- YOUR INSTRUCTIONS:
Return exactly the lines that run from the one containing "of the underwater" to the end of the entries, with both ends included.

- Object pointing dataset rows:
◇ ◇ ◇ ◇ ◇ ◇ ◇
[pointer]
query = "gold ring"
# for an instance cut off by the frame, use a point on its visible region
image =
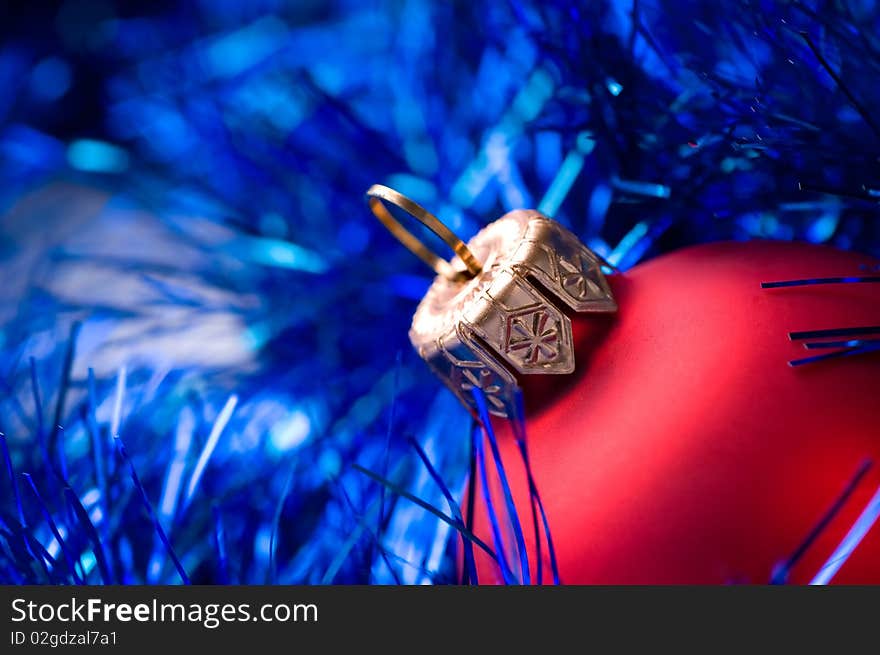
(379, 194)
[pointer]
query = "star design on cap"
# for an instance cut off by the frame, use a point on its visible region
(533, 337)
(581, 277)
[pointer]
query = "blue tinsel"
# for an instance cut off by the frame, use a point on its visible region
(203, 330)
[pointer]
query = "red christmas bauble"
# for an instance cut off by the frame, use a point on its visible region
(685, 448)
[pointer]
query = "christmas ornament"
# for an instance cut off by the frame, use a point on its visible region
(720, 426)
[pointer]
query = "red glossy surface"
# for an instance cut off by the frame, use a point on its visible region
(685, 449)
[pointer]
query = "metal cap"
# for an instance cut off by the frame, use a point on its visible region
(509, 319)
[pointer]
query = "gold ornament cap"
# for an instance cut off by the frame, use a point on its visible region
(498, 308)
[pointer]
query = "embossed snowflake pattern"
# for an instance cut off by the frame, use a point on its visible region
(580, 278)
(534, 337)
(480, 378)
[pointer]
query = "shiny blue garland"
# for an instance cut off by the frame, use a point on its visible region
(205, 371)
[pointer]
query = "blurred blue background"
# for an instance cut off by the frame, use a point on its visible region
(190, 268)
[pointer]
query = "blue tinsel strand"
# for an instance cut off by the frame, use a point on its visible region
(186, 184)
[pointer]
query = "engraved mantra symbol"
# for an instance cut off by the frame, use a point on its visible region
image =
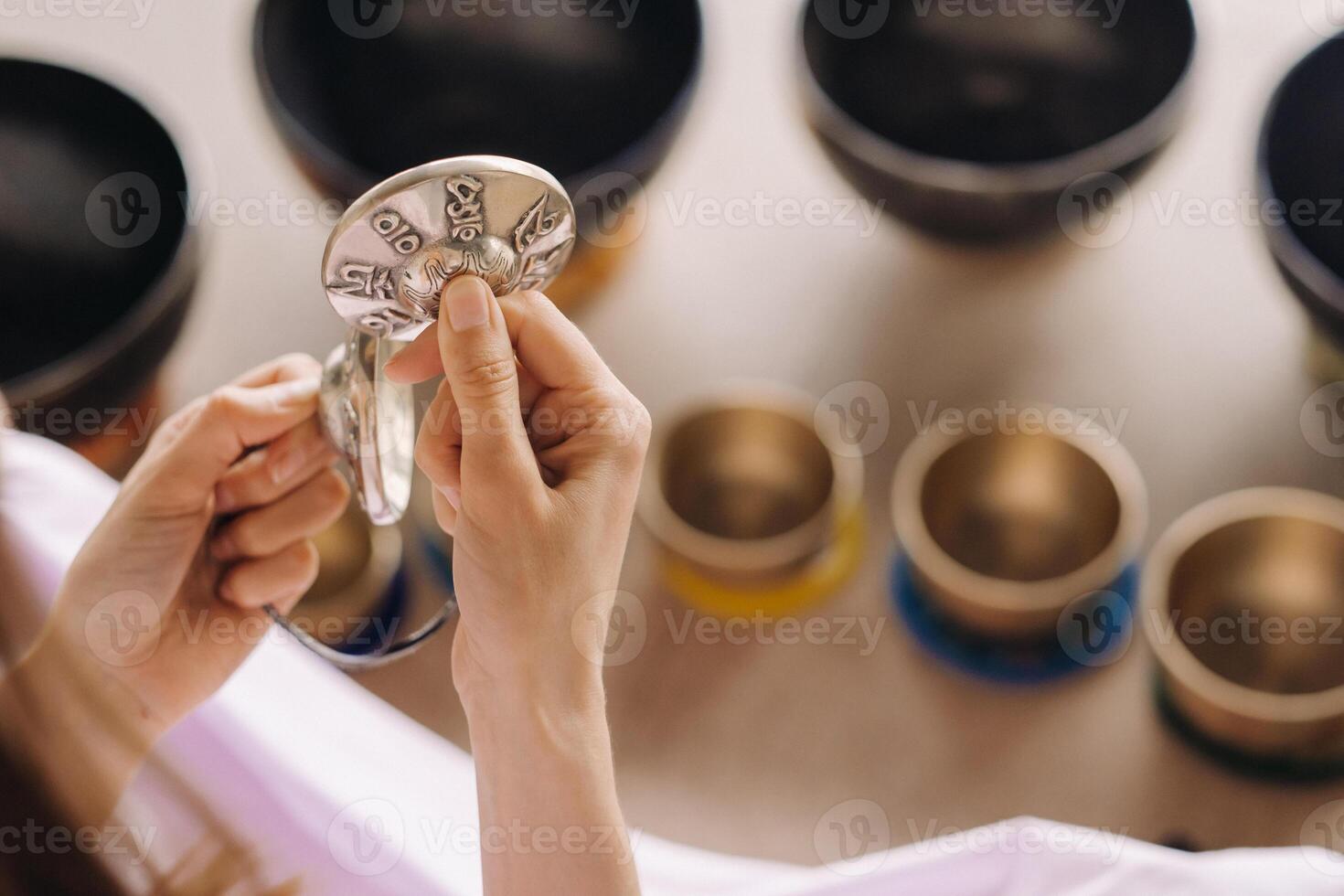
(397, 232)
(365, 281)
(465, 214)
(506, 265)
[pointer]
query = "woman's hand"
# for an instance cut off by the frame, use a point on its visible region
(535, 450)
(163, 602)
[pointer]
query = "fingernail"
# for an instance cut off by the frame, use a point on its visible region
(468, 303)
(296, 391)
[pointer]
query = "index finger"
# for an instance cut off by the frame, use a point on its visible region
(548, 343)
(281, 369)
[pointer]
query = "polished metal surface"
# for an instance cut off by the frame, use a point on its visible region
(359, 563)
(1006, 529)
(394, 251)
(745, 486)
(371, 421)
(1243, 600)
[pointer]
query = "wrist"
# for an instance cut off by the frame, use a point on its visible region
(59, 713)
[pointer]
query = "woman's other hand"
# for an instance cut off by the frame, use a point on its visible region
(165, 598)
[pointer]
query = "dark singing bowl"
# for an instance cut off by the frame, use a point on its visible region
(1298, 169)
(972, 121)
(93, 228)
(365, 96)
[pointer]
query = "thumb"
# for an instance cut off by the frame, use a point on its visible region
(481, 371)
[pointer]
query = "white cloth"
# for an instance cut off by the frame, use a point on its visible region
(343, 792)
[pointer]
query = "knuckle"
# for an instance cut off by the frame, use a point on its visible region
(308, 560)
(246, 536)
(332, 489)
(220, 404)
(486, 375)
(535, 298)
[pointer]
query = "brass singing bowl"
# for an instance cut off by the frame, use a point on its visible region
(359, 563)
(1232, 564)
(746, 489)
(1004, 531)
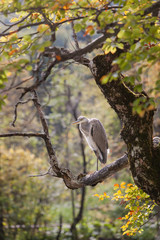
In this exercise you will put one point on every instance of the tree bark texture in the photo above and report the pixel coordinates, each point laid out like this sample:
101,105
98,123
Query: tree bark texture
137,132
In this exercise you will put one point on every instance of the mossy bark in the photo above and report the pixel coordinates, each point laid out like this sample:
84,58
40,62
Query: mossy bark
137,131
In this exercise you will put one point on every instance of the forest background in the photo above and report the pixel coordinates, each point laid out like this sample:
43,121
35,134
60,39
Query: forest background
33,204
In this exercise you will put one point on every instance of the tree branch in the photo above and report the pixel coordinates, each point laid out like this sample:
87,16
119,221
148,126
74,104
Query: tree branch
22,134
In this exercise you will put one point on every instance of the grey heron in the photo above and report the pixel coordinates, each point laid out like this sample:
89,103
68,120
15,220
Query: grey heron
95,135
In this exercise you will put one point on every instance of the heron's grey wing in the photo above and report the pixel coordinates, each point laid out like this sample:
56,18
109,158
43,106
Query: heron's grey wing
99,137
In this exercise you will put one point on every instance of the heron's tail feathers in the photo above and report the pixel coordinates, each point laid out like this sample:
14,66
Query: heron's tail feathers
102,156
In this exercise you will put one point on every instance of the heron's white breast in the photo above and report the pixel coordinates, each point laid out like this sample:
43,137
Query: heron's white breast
91,143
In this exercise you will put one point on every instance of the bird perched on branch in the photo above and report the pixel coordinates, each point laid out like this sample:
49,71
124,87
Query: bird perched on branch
95,135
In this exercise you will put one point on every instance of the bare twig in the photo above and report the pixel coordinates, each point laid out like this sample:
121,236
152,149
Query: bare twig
75,36
15,110
44,174
22,134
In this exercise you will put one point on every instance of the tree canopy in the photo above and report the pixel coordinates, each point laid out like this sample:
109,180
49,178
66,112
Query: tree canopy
121,41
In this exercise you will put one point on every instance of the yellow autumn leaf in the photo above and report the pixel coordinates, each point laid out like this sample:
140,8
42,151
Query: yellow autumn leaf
96,195
123,185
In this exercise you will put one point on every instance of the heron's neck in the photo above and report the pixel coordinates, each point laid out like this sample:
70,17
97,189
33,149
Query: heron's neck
85,127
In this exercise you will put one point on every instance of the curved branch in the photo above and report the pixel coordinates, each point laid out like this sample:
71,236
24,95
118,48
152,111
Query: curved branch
22,134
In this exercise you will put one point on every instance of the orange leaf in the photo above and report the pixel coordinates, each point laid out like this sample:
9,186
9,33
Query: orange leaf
116,185
58,57
138,197
129,185
122,185
12,52
96,195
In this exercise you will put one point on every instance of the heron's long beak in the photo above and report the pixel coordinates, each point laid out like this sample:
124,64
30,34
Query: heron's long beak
76,122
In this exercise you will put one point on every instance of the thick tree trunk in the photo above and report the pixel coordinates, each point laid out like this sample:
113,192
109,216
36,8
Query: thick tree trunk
137,132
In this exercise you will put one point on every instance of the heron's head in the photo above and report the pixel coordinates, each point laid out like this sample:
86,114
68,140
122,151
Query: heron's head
80,119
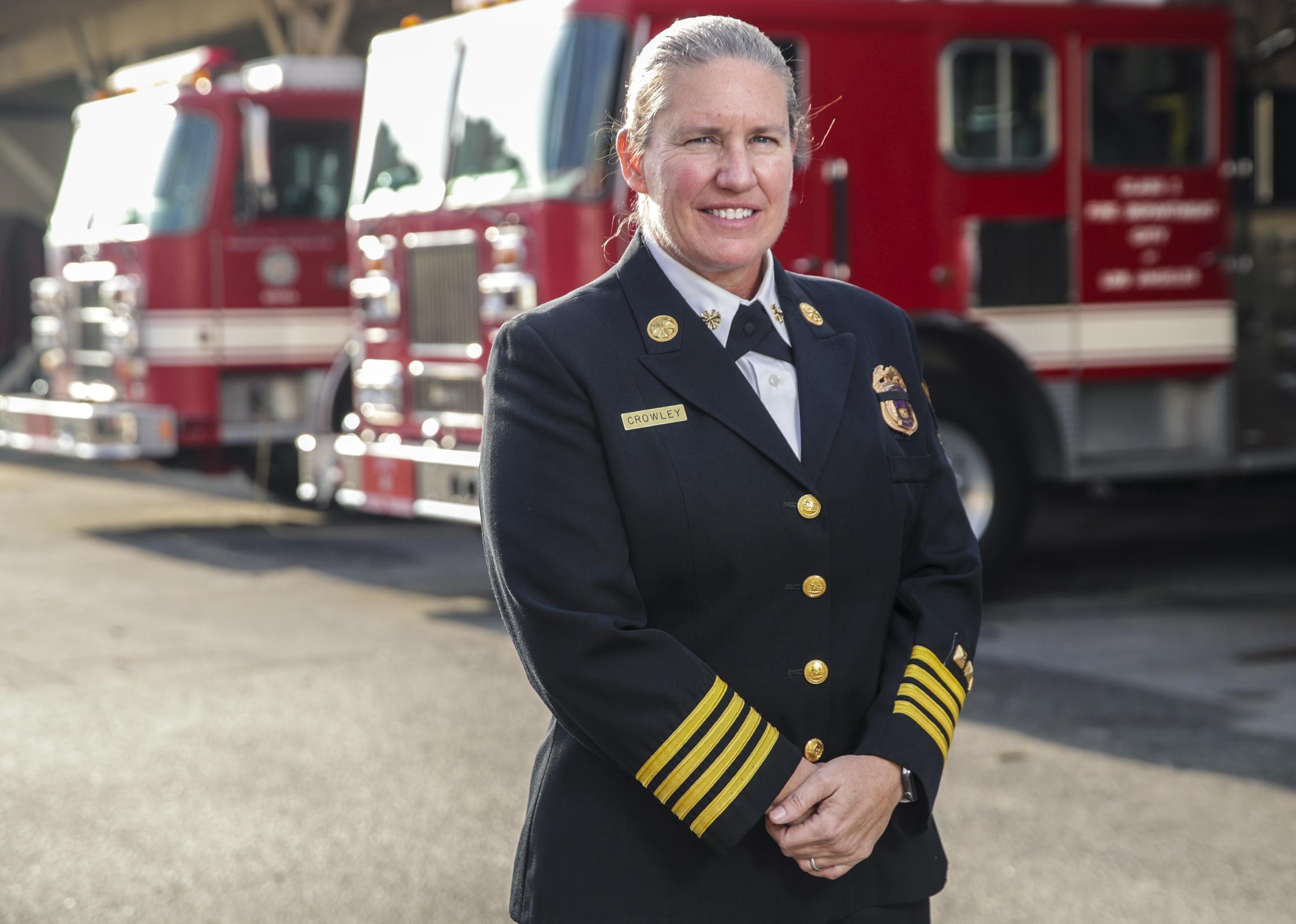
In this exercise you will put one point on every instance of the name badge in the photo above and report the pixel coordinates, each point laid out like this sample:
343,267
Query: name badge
654,416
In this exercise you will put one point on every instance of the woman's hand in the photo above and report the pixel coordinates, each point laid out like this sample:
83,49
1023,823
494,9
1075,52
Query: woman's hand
837,814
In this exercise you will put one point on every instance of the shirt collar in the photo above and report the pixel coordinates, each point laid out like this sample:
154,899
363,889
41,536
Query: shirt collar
704,296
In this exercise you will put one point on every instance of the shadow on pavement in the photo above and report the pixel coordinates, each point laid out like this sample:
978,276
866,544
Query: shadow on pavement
441,560
1129,722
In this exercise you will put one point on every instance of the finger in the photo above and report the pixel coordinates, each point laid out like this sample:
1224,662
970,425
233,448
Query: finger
826,869
801,803
835,871
809,835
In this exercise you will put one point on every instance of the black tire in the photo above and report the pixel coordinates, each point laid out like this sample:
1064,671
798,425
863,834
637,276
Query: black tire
975,423
279,476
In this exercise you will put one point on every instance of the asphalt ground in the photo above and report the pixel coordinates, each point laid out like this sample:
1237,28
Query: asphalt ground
221,709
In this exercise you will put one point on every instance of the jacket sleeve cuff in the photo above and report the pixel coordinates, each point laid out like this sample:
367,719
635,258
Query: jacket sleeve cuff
915,728
751,800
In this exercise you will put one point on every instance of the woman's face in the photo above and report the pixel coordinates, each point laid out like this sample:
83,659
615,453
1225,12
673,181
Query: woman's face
717,170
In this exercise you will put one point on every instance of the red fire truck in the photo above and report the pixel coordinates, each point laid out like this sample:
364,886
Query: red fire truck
196,258
1047,188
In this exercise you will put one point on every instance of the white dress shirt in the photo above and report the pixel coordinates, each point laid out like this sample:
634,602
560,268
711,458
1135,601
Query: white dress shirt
774,380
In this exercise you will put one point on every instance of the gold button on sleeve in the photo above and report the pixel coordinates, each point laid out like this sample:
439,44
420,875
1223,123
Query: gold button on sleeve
814,586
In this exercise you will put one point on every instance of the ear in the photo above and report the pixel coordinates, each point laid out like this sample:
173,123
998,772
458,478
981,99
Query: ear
631,167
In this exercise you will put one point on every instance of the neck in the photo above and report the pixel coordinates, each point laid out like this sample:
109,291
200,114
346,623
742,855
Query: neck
744,282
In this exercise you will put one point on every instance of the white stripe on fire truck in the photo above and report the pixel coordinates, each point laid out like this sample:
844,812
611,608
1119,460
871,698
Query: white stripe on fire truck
195,337
1128,333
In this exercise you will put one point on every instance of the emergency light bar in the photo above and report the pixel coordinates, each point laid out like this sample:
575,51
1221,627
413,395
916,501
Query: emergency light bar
300,72
178,68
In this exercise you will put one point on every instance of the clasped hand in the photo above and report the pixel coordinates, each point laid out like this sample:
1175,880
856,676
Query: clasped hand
835,813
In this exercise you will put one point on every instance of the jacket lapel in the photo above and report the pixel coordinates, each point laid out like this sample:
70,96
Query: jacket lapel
825,360
694,364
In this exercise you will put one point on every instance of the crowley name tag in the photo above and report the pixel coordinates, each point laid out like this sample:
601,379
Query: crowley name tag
654,416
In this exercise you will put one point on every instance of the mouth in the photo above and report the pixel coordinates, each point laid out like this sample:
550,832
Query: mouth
732,217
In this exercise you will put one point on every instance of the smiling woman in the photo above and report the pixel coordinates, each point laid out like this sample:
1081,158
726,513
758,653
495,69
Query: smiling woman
712,135
720,524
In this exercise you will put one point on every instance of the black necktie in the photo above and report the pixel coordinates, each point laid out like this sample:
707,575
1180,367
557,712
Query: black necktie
752,330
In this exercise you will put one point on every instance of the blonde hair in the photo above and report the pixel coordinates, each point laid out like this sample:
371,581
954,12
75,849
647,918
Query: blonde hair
688,43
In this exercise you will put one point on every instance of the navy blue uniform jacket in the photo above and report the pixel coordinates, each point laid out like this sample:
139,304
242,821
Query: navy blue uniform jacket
655,583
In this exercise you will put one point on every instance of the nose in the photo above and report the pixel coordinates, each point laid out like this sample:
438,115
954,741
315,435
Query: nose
735,170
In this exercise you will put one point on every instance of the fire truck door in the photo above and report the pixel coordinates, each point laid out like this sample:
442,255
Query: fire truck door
1265,284
1156,326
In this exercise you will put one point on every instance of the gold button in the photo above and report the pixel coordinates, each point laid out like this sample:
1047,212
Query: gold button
662,328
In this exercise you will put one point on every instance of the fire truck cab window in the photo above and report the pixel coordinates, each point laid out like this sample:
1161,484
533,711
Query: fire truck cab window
997,104
310,167
539,134
1148,105
135,163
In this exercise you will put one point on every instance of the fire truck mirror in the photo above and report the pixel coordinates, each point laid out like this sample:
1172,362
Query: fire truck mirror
256,161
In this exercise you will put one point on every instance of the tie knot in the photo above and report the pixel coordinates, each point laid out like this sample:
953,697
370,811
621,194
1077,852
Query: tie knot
752,330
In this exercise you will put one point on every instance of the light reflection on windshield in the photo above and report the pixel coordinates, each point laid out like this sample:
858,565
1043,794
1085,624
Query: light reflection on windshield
533,91
135,165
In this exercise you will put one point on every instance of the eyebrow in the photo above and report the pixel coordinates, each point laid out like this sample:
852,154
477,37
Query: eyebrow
717,130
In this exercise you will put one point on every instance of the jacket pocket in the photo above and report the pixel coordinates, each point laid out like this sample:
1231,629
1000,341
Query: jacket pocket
910,467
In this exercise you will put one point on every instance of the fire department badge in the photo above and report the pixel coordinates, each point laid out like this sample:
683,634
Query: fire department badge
897,411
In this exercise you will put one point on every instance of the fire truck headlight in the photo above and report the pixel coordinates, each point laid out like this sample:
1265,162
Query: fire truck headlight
380,390
121,336
46,332
508,249
121,293
47,296
506,295
379,296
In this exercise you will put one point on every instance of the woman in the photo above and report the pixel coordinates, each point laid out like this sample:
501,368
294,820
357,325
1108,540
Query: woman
726,542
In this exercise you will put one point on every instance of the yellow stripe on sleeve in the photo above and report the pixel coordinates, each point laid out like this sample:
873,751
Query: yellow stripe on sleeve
915,692
925,724
930,659
668,750
739,781
935,687
700,751
718,766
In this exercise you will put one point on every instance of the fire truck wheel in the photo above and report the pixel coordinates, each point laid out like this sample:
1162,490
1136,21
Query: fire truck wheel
992,470
279,477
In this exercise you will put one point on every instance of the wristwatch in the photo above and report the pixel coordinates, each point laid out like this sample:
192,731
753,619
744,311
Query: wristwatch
906,781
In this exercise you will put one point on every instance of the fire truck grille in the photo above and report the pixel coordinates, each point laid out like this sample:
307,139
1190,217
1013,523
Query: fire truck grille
444,301
1024,262
434,396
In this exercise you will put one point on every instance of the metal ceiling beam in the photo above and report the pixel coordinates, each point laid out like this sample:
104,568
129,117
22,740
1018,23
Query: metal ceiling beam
121,33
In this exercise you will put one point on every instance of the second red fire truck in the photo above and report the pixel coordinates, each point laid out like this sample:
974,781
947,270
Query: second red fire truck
1045,188
198,285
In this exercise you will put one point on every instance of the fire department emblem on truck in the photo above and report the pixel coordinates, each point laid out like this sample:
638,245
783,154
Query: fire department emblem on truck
278,267
897,411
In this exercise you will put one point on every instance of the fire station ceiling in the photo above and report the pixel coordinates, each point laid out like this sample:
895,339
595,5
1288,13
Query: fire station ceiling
55,52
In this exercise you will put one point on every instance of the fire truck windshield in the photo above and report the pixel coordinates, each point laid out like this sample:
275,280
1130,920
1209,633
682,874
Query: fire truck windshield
486,108
135,169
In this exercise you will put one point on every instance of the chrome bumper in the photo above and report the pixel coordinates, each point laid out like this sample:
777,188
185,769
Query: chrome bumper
86,429
396,480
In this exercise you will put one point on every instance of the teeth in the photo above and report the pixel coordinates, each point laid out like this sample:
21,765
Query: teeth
731,213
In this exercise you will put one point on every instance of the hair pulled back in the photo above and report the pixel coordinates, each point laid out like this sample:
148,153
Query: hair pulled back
688,43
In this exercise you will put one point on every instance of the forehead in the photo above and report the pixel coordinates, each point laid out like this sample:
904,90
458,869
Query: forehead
725,92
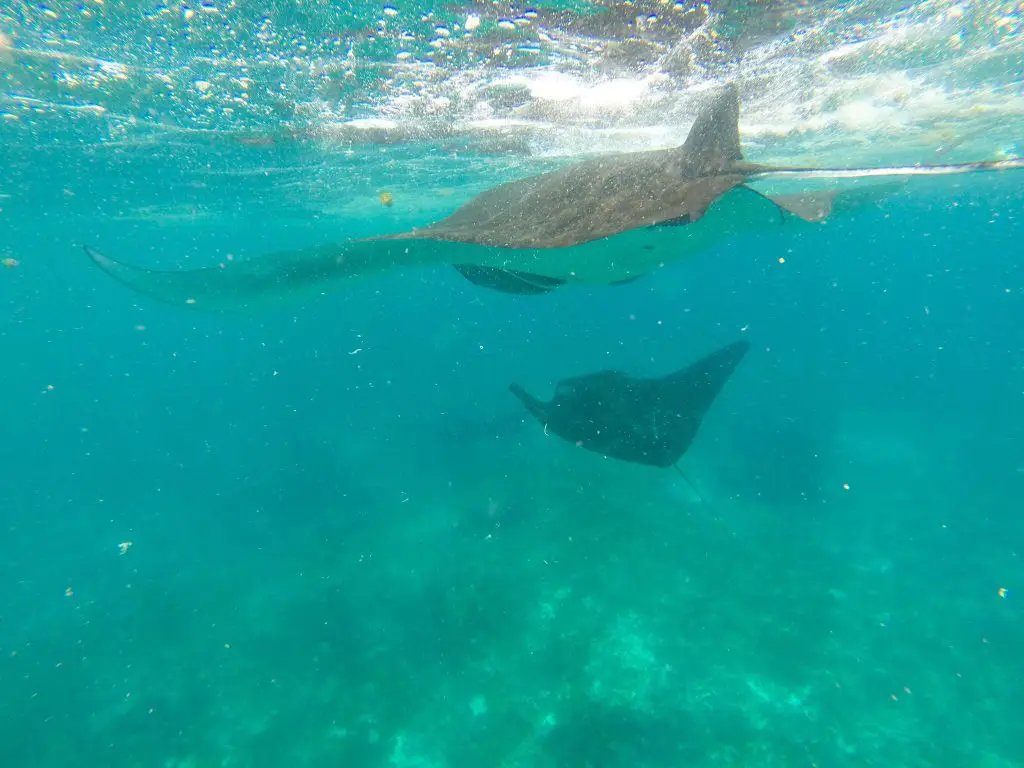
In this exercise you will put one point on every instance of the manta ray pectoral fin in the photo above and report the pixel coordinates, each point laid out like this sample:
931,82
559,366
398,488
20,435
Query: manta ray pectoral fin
812,206
713,143
508,281
532,404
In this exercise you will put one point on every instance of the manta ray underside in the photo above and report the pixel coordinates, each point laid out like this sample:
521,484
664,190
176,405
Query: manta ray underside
648,421
601,221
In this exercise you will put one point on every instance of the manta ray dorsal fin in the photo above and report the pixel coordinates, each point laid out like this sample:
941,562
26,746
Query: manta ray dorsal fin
713,143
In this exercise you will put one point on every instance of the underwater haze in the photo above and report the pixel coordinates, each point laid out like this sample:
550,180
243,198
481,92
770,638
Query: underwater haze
326,532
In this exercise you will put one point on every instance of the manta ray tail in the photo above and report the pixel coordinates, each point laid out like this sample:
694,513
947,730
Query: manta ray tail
945,169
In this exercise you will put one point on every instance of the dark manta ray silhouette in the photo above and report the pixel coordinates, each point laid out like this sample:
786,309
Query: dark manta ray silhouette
645,421
601,221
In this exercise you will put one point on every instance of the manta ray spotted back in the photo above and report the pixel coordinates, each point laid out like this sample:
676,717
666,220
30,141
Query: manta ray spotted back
600,221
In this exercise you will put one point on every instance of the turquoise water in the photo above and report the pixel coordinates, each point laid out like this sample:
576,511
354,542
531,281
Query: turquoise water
327,535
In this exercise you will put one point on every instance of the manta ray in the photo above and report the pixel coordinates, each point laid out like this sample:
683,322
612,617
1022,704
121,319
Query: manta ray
◇ ◇ ◇ ◇ ◇ ◇ ◇
- FINAL ANSWER:
In this exercise you will put one point on every instance of the underwater haze in the photo above and report the pixel coordinates, each point laid out like this sample:
550,180
243,198
481,92
770,638
Query: underwater haze
326,532
In this exercise you will put one point on every instance of the manta ray tail in the photo above and report the pixel coordinates, each point laid out like this sample:
694,513
947,730
Query: manta ray tail
945,169
In this exercise you will put one point on every instance of the dark manta ray silhouette in the photo above and report the pixel coordinates, each point laid out like this sample:
786,309
Query: dark manta ray silhouette
645,421
601,221
In this exercise you will put one point on every instance of the manta ray spotted back in the photo above and report the pixel coordinates, each point laid out like this sample:
676,717
666,220
30,141
Query: manta ray spotted back
600,221
In this exercise you will put one point on every instance of the turquoise water in the photo above and report the pixel coordinates, each point laid out like this sample:
576,511
354,542
531,281
Query: turquoise water
327,535
In this exercise you will put one point on every instance of the manta ray in the photo above and report the pixel coordinates, each point laid out like this sample:
683,322
612,617
1022,704
121,319
Query: manta ray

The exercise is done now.